● Stored items

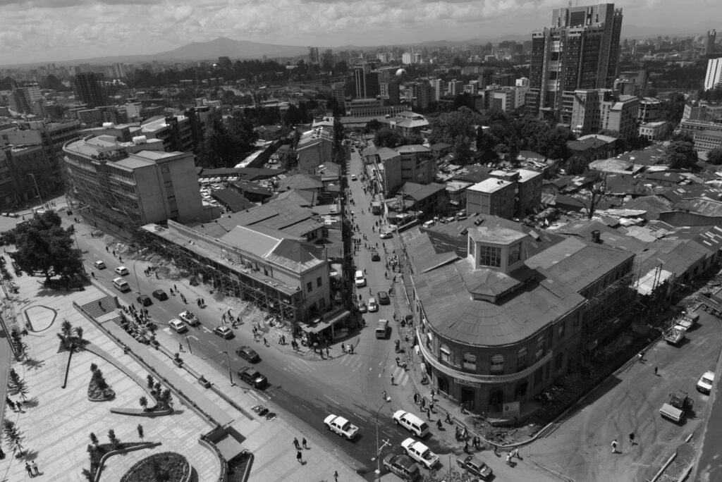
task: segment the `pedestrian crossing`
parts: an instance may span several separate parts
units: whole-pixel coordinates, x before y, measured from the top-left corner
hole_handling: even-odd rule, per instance
[[[296,359],[293,363],[287,364],[283,367],[283,370],[288,373],[292,373],[297,377],[303,377],[313,374],[322,372],[329,366],[339,366],[343,367],[344,373],[360,374],[363,372],[371,372],[377,374],[378,378],[387,377],[387,382],[391,382],[391,377],[393,377],[393,384],[403,387],[411,380],[411,369],[407,367],[406,370],[402,367],[398,367],[396,362],[391,361],[382,361],[378,362],[369,363],[369,359],[362,355],[343,355],[338,359],[326,359],[326,363],[320,362],[308,362],[303,359]]]

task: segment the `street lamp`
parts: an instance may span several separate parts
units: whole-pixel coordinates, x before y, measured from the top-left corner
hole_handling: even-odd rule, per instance
[[[383,403],[381,403],[381,406],[378,408],[376,411],[376,478],[377,480],[381,480],[381,450],[383,447],[388,444],[388,440],[383,441],[383,445],[380,447],[378,447],[378,413],[381,411],[381,408],[387,403],[391,401],[391,397],[386,397],[383,399]]]
[[[40,206],[43,206],[43,198],[40,197],[40,190],[38,188],[38,182],[35,180],[35,175],[32,172],[26,172],[27,175],[32,178],[32,183],[35,185],[35,190],[38,192],[38,198],[40,200]]]

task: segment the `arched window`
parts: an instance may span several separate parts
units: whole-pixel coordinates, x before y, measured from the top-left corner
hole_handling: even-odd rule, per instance
[[[502,372],[504,370],[504,355],[497,354],[492,356],[492,372]]]
[[[539,358],[544,354],[544,335],[536,338],[536,353],[535,356]]]
[[[449,350],[448,345],[441,345],[439,346],[439,356],[443,362],[451,363],[451,351]]]
[[[516,367],[523,368],[526,366],[526,347],[522,346],[516,352]]]
[[[464,354],[464,368],[467,370],[476,370],[477,356],[473,353]]]

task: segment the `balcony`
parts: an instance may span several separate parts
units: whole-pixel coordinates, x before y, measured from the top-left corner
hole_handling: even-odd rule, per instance
[[[536,363],[516,373],[507,373],[502,375],[480,375],[460,372],[439,362],[438,357],[426,348],[423,337],[419,333],[418,330],[417,330],[416,336],[419,341],[419,349],[421,350],[422,355],[424,356],[424,362],[428,363],[439,372],[454,378],[457,380],[457,382],[464,385],[510,383],[523,380],[536,372],[540,367],[550,362],[554,354],[552,350],[547,350],[547,354],[537,360]]]

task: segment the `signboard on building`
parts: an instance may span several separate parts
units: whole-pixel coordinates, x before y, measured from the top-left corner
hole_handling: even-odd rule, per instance
[[[507,402],[502,407],[502,416],[505,419],[519,416],[519,402]]]

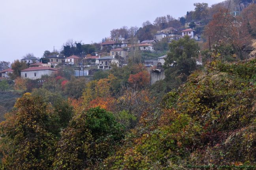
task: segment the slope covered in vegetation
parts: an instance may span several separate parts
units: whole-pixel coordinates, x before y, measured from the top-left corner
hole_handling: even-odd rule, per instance
[[[256,69],[254,60],[213,62],[211,68],[195,71],[178,90],[166,95],[158,111],[141,117],[140,126],[105,160],[105,167],[255,166]]]

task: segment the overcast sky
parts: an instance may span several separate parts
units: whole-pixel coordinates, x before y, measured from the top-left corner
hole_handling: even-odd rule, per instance
[[[99,42],[110,31],[141,26],[157,17],[175,18],[193,3],[221,0],[0,0],[0,61],[12,62],[28,53],[41,57],[68,39]]]

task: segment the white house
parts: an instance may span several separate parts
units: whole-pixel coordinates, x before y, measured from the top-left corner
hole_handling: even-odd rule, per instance
[[[12,73],[13,71],[11,69],[8,69],[0,71],[0,77],[8,78],[9,73]]]
[[[156,34],[154,35],[154,39],[156,41],[159,41],[162,40],[165,37],[166,37],[166,34],[163,32]]]
[[[36,80],[41,78],[43,75],[50,76],[57,72],[55,69],[47,66],[33,67],[21,71],[21,77]]]
[[[196,26],[198,26],[201,24],[201,22],[199,21],[191,21],[186,22],[185,24],[185,28],[189,28],[189,24],[190,23],[194,22]]]
[[[119,64],[118,60],[115,58],[115,56],[99,57],[99,58],[96,59],[95,62],[95,64],[98,65],[98,69],[105,69],[108,67],[111,64],[114,63],[115,63],[118,65]]]
[[[26,63],[32,64],[38,62],[38,59],[36,57],[26,57],[21,60],[21,61]]]
[[[167,55],[165,55],[164,56],[158,57],[158,58],[157,58],[158,62],[161,63],[162,65],[163,65],[164,64],[165,62],[164,59],[166,58],[167,56]]]
[[[65,62],[70,64],[78,64],[79,63],[79,57],[74,55],[65,58]]]
[[[196,35],[196,31],[191,28],[187,29],[181,31],[181,35],[183,37],[184,37],[186,35],[189,36],[190,38],[194,38],[194,36]]]
[[[136,44],[133,46],[128,46],[129,50],[137,50],[139,49],[141,50],[154,51],[154,46],[152,44],[145,43],[144,44]]]

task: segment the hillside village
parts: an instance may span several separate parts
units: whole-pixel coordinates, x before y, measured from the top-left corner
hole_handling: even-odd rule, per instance
[[[256,169],[256,0],[193,5],[1,58],[0,169]]]

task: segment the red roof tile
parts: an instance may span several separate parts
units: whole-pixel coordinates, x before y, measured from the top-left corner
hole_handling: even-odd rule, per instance
[[[186,29],[185,30],[183,30],[183,31],[181,31],[181,32],[184,32],[186,31],[194,31],[196,32],[194,30],[192,30],[191,28],[189,28],[189,29]]]
[[[70,57],[67,57],[66,58],[65,58],[65,59],[69,59],[70,58],[77,58],[77,59],[79,59],[79,57],[78,57],[76,56],[75,56],[74,55],[73,55],[73,56],[71,56]]]
[[[51,70],[56,71],[57,70],[54,69],[53,68],[50,67],[48,66],[41,66],[41,67],[33,67],[28,69],[26,69],[24,70],[21,70],[21,71],[34,71],[36,70]]]
[[[113,44],[115,43],[117,43],[115,41],[105,41],[100,44],[101,45],[108,45],[109,44]]]
[[[34,64],[30,64],[30,65],[40,65],[43,64],[43,63],[41,62],[38,62],[37,63],[35,63]]]
[[[9,71],[9,72],[13,72],[13,70],[11,69],[6,69],[5,70],[2,70],[2,71],[0,71],[0,73],[4,73],[7,71]]]
[[[119,48],[118,49],[113,49],[113,50],[111,50],[110,51],[125,51],[124,50],[120,48]]]
[[[97,58],[99,58],[99,56],[88,56],[88,57],[86,57],[85,58],[85,60],[96,59]]]

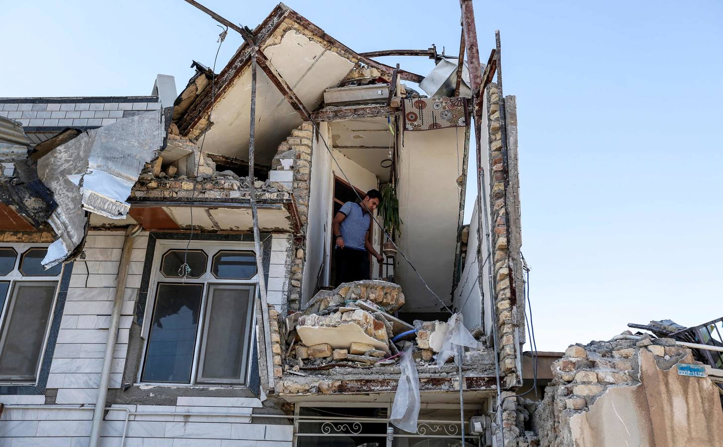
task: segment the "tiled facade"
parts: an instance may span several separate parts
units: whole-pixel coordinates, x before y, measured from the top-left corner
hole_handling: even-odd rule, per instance
[[[0,98],[0,116],[20,122],[26,132],[55,127],[100,127],[160,108],[155,96]]]

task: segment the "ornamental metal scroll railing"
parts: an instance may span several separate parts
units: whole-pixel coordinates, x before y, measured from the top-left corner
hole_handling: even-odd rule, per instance
[[[334,418],[333,420],[304,420],[303,417],[296,420],[301,429],[302,424],[321,423],[319,428],[312,433],[304,433],[307,430],[299,430],[295,435],[296,436],[353,436],[357,437],[375,437],[379,438],[386,436],[386,433],[393,429],[389,424],[388,419],[383,418],[359,418],[343,419]],[[385,426],[380,427],[381,424]],[[307,427],[309,426],[307,425]],[[387,430],[385,430],[387,429]],[[383,430],[383,431],[382,431]],[[398,430],[394,430],[395,432]],[[468,424],[465,423],[465,431],[468,436],[466,438],[469,445],[474,445],[470,441],[474,442],[476,438],[469,432]],[[450,438],[461,439],[462,433],[459,422],[444,420],[420,420],[417,424],[416,433],[407,432],[393,433],[393,438]],[[388,444],[391,445],[391,444]]]

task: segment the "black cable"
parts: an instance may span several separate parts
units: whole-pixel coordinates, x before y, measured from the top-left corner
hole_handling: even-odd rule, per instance
[[[201,139],[201,147],[198,149],[198,160],[196,162],[196,176],[193,179],[193,192],[196,190],[196,185],[198,184],[198,169],[201,166],[201,157],[203,156],[203,143],[206,141],[206,132],[211,125],[211,114],[213,113],[213,103],[215,102],[216,99],[216,91],[215,91],[215,80],[216,80],[216,61],[218,60],[218,52],[221,50],[221,44],[223,43],[223,41],[226,40],[226,36],[228,33],[228,27],[224,28],[220,25],[217,25],[217,27],[223,30],[221,33],[218,35],[218,48],[216,48],[216,55],[213,58],[213,68],[211,69],[211,106],[208,110],[208,122],[206,123],[206,128],[203,129],[203,137]],[[252,180],[253,181],[253,180]],[[186,278],[191,273],[191,266],[188,265],[188,247],[191,245],[191,241],[193,240],[193,202],[191,203],[191,207],[189,210],[191,213],[191,233],[189,235],[188,242],[186,244],[186,250],[184,250],[183,254],[183,265],[179,267],[178,273],[179,276],[183,276],[184,282],[186,281]],[[182,273],[181,273],[182,271]]]

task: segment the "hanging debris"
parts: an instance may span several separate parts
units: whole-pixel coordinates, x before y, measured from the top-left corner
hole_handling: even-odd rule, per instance
[[[143,166],[155,158],[166,135],[161,109],[119,119],[62,144],[38,161],[38,175],[58,208],[48,219],[59,239],[43,265],[67,260],[81,245],[90,211],[124,218],[126,199]]]

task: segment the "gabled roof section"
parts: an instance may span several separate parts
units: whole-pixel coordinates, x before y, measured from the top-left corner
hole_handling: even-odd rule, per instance
[[[283,4],[278,5],[254,30],[253,34],[261,50],[294,89],[308,110],[314,110],[318,107],[321,103],[324,90],[329,87],[335,87],[336,83],[358,62],[375,67],[388,74],[389,77],[391,77],[391,73],[394,69],[351,50]],[[307,45],[309,48],[305,48]],[[304,54],[304,51],[307,51],[306,54]],[[213,139],[211,138],[211,135],[215,131],[213,128],[228,129],[228,127],[232,124],[236,137],[244,135],[244,127],[241,125],[240,121],[226,121],[223,124],[221,124],[225,120],[223,114],[231,113],[230,110],[224,111],[221,105],[227,97],[231,96],[235,102],[234,108],[236,115],[243,111],[241,109],[248,108],[247,99],[240,102],[239,100],[243,100],[241,93],[244,89],[247,90],[250,85],[249,70],[247,69],[249,67],[251,57],[252,48],[244,43],[215,78],[215,101],[212,117],[213,127],[209,130],[209,135],[207,135],[210,139]],[[401,78],[414,82],[418,82],[423,79],[419,75],[403,70],[400,70],[398,73]],[[249,79],[239,80],[242,77]],[[230,92],[237,84],[241,85],[241,88],[237,89],[235,95],[231,94]],[[273,96],[273,103],[272,101],[267,101],[265,103],[259,105],[257,100],[257,108],[262,114],[273,113],[274,120],[281,117],[282,123],[278,124],[282,125],[277,126],[278,132],[283,132],[293,129],[301,122],[299,117],[293,116],[296,112],[290,106],[283,103],[286,100],[283,95],[276,91],[278,89],[270,83],[269,79],[263,73],[260,74],[257,89],[259,98],[269,99]],[[195,138],[205,130],[208,124],[207,120],[211,108],[210,90],[210,87],[208,86],[188,108],[186,114],[182,116],[174,116],[176,119],[174,121],[181,135]],[[276,96],[280,98],[281,103],[277,101]],[[246,97],[248,97],[247,92]],[[231,116],[226,118],[230,119]],[[260,120],[262,123],[263,118],[262,116]],[[286,122],[286,121],[288,122]],[[287,127],[288,129],[286,129]],[[247,128],[248,123],[245,127],[245,129]],[[257,134],[259,131],[257,125]],[[264,136],[262,129],[260,133],[260,137],[262,138]],[[272,135],[267,136],[271,137],[270,140],[273,140]],[[280,135],[281,136],[286,135]],[[260,138],[257,137],[257,141],[259,140]],[[218,144],[214,143],[214,145],[218,148],[218,152],[220,153],[226,151],[225,155],[236,156],[241,155],[228,153],[232,150],[228,145],[225,145],[221,141],[216,142]],[[238,142],[239,147],[243,144],[243,142]],[[261,152],[264,150],[263,148],[260,149]],[[215,151],[213,149],[210,150]]]

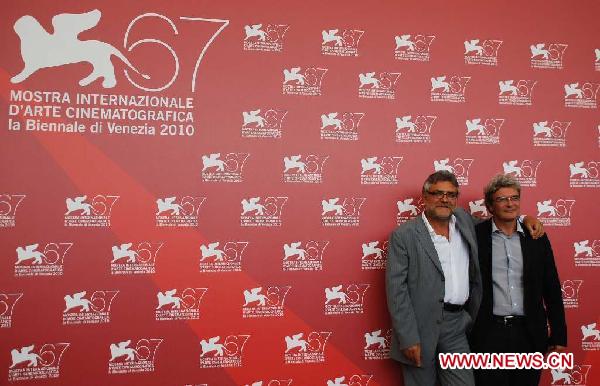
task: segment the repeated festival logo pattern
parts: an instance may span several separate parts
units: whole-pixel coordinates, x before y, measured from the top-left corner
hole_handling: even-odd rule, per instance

● GIVEN REQUEST
Copy out, without any change, the lines from the one containing "task: segment the hillside village" through the one containing "[[[256,169],[256,0],[193,5],[1,58],[0,169]]]", including both of those lines.

● FULL SOLUTION
task: segment the hillside village
parts: an instance may span several separate parts
units: whole-pixel coordinates, x before y, measured from the top-left corner
hole_handling: even-odd rule, per instance
[[[256,169],[256,0],[193,5],[1,58],[0,169]]]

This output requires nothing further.